■ DO THIS
Convert the data below into a JSON array of strings, one string per line, omitting blank lines.

■ INFORMATION GIVEN
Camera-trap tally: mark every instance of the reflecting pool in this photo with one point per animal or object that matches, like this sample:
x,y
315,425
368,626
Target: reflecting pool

■ TASK RESPONSE
[
  "Camera-trap tally: mark every instance of the reflecting pool in this photo with one point per animal or object that matches, like this sample:",
  "x,y",
  "315,425",
  "368,626",
  "Target: reflecting pool"
]